Exercise instructions
Swap each occurrence of "Target" in the lines below for "Object" and reproduce the lines with no other change.

Excerpt from a dataset
::::

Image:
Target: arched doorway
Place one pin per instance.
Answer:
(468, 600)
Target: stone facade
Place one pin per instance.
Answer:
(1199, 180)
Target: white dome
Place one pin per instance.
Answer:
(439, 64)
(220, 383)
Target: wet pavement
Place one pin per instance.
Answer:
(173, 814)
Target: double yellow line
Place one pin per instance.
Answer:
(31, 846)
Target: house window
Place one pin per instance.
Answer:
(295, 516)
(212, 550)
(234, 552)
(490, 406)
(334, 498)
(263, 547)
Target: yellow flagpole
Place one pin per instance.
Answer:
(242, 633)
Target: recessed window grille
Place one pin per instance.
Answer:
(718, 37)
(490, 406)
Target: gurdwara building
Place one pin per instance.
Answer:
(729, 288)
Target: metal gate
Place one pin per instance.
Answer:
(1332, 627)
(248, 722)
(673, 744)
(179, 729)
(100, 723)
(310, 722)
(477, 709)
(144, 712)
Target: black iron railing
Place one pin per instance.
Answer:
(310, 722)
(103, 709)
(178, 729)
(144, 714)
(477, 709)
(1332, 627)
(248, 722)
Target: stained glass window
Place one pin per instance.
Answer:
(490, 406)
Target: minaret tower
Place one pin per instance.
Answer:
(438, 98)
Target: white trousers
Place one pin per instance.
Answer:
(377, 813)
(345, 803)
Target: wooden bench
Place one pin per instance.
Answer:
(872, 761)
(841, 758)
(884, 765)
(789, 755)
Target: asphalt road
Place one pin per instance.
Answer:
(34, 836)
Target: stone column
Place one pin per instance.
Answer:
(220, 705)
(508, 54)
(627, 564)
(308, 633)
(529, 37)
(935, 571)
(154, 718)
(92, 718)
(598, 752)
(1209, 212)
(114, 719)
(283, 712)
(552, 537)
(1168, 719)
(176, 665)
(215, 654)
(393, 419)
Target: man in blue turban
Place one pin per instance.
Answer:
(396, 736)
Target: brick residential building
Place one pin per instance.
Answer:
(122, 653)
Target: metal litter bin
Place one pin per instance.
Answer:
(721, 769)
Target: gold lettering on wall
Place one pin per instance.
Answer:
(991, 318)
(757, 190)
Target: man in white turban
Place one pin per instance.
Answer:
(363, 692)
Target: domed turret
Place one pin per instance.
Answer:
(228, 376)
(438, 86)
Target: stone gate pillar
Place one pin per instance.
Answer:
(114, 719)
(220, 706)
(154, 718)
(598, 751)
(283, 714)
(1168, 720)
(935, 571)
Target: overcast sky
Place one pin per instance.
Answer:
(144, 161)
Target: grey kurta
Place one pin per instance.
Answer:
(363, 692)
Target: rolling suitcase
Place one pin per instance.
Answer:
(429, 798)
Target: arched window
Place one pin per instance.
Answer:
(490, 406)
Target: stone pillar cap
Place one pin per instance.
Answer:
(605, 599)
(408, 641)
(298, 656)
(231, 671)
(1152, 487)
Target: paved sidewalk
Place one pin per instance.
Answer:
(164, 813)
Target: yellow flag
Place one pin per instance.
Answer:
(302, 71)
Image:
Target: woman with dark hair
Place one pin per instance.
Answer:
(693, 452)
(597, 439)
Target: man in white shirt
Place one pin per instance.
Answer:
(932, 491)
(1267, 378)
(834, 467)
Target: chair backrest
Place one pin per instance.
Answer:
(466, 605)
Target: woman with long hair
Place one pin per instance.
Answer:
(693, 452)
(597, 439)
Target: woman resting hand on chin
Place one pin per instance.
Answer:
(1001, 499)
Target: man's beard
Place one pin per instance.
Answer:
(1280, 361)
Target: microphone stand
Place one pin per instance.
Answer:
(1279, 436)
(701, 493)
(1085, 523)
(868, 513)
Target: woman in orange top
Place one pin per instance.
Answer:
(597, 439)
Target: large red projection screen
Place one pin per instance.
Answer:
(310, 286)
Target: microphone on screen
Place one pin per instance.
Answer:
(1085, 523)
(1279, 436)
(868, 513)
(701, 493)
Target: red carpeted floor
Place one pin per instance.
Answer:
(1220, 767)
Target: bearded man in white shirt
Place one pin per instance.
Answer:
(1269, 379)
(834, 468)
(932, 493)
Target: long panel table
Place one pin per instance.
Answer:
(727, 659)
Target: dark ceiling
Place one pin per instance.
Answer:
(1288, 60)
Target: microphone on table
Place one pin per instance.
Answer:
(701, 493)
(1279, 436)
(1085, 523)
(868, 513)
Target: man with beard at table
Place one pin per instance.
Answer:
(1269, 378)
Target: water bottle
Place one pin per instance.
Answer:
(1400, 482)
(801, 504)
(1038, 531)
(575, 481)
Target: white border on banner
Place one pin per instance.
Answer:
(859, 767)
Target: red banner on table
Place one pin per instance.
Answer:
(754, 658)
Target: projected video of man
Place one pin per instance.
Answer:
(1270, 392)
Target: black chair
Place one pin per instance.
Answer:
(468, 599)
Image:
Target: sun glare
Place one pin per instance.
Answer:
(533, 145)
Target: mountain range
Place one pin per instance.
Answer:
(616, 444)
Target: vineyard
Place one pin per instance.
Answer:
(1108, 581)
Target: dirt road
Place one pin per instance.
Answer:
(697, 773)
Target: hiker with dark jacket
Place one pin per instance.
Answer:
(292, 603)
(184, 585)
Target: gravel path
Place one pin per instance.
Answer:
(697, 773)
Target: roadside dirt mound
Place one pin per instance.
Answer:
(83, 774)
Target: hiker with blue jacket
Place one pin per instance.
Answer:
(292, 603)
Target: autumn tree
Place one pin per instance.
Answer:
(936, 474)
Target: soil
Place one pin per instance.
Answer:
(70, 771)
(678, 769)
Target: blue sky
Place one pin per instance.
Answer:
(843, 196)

::::

Complete output
Image:
Object: arched doorway
Place one pin per instance.
Answer:
(468, 600)
Object: stone facade
Place one pin per instance.
Answer:
(1199, 180)
Object: white dome
Place one pin per instance.
Answer:
(439, 64)
(220, 383)
Object: wet pavement
Place one pin per instance.
Answer:
(173, 814)
Object: double yellow line
Place one pin per instance.
Answer:
(31, 846)
Object: house window
Place one pin per instance.
Answer:
(295, 516)
(212, 550)
(234, 552)
(490, 406)
(334, 498)
(263, 547)
Object: yellow flagpole
Place one pin per instance.
Answer:
(242, 633)
Object: recessed window grille
Place one pin per instance.
Answer:
(718, 37)
(490, 406)
Object: gurdwara building
Place one pin per instance.
Answer:
(729, 288)
Object: metal gate
Place one pin per instance.
Answer:
(1332, 627)
(248, 722)
(673, 744)
(179, 729)
(100, 723)
(310, 722)
(477, 709)
(144, 712)
Object: black iron railing
Place one pin per instance.
Answer:
(310, 722)
(103, 709)
(178, 729)
(144, 714)
(477, 709)
(1332, 627)
(248, 722)
Object: stained glass window
Place one pin per instance.
Answer:
(490, 406)
Object: minaret tower
Place one pin per instance.
Answer:
(438, 98)
Object: white trousers
Place one pin per instance.
Answer:
(377, 813)
(345, 803)
Object: wooden bench
Place one pin per instance.
Answer:
(872, 761)
(841, 758)
(884, 765)
(789, 755)
Object: asphalt road
Place one pin per instance.
Answer:
(34, 836)
Object: stone column
Place one pin per instance.
Answer:
(220, 705)
(508, 54)
(627, 564)
(308, 633)
(529, 37)
(935, 571)
(154, 718)
(92, 718)
(598, 752)
(1209, 212)
(114, 719)
(283, 712)
(552, 537)
(1168, 719)
(176, 665)
(215, 654)
(393, 419)
Object: man in blue turban
Place one pin per instance.
Answer:
(396, 736)
Object: brick residential building
Place one pin per instance.
Answer:
(122, 653)
Object: metal litter bin
Place one pin per instance.
Answer:
(721, 769)
Object: gold lettering on wall
Place one pin per instance.
Answer:
(991, 318)
(757, 190)
Object: man in white turban
Place one pin per instance.
Answer:
(363, 692)
Object: domed turret
Place one pin per instance.
Answer:
(228, 376)
(438, 86)
Object: stone gate pillar
Place one pin per instance.
Answer:
(114, 719)
(220, 706)
(154, 718)
(598, 751)
(283, 714)
(1168, 720)
(935, 571)
Object: overcast sky
Place one pin per instance.
Answer:
(144, 161)
Object: grey kurta
Place one pin per instance.
Answer:
(363, 692)
Object: rolling suitcase
Place one pin per instance.
Answer:
(429, 798)
Object: arched window
Place one pin per instance.
Answer:
(490, 406)
Object: stone pillar cap
Place one pin per instance.
Answer:
(605, 599)
(408, 641)
(298, 656)
(231, 671)
(1152, 487)
Object: paved sidewalk
Place one pin per instance.
Answer:
(164, 813)
Object: yellow flag
Place one pin per instance.
Answer:
(302, 71)
Image:
Object: woman with dark hair
Place one pin per instance.
Answer:
(693, 452)
(597, 439)
Object: man in white shirt
Place one pin per instance.
Answer:
(932, 491)
(1267, 378)
(834, 467)
Object: chair backrest
Place one pin per instance.
Answer:
(466, 605)
Object: woman with long hair
Place one pin per instance.
Answer:
(693, 452)
(597, 439)
Object: woman resting hand on chin
Place one pin per instance.
Answer:
(1001, 499)
Object: man's beard
Place one pin per instance.
Answer:
(1280, 361)
Object: microphone stand
Place one pin per instance.
Answer:
(1279, 436)
(701, 493)
(1085, 523)
(868, 513)
Object: woman in orange top
Place one pin per instance.
Answer:
(597, 439)
Object: large red projection screen
Place one pin per instance.
Answer:
(310, 286)
Object: microphone on screen
Place one pin per instance.
Answer:
(1085, 523)
(1279, 436)
(868, 513)
(701, 493)
Object: red carpeted floor
Place one pin per instance.
Answer:
(1220, 767)
Object: bearded man in white shirt
Place one pin per instance.
Answer:
(1269, 379)
(834, 468)
(932, 493)
Object: long panel table
Place one pin per instance.
Answer:
(727, 659)
Object: dark ceiling
Place one pin per instance.
Answer:
(1288, 60)
Object: microphone on table
Place one pin per instance.
Answer:
(701, 493)
(1279, 436)
(1085, 523)
(868, 513)
Object: man with beard at table
Place one pin per instance.
Answer:
(1269, 378)
Object: water bottle
Place one pin per instance.
Answer:
(1400, 482)
(801, 504)
(1038, 531)
(575, 481)
Object: white border on banner
Place one pin per instance.
Answer:
(859, 767)
Object: red banner on table
Place one pin per instance.
Answer:
(754, 658)
Object: projected video of man
Place one pin per instance.
Answer:
(1270, 392)
Object: black chair
Place one pin per instance.
Answer:
(468, 599)
Image:
Object: sun glare
Place one pin per instance.
Answer:
(533, 145)
Object: mountain range
Place one pin per instance.
Answer:
(616, 444)
Object: vineyard
Place one pin per instance.
Answer:
(1108, 581)
Object: dirt road
Place one pin per instance.
Answer:
(697, 773)
Object: hiker with dark jacket
Place one pin per instance.
Answer:
(292, 603)
(184, 585)
Object: gravel path
Place one pin per instance.
Answer:
(697, 773)
Object: roadside dirt mound
Place one pin per instance.
Answer:
(83, 774)
Object: hiker with blue jacket
Place one pin per instance.
Answer:
(292, 603)
Object: autumn tree
Place one pin per instance.
Answer:
(936, 474)
Object: soil
Place one pin per instance.
Answer:
(70, 771)
(678, 769)
Object: blue sky
Place one pin per instance.
Answer:
(843, 196)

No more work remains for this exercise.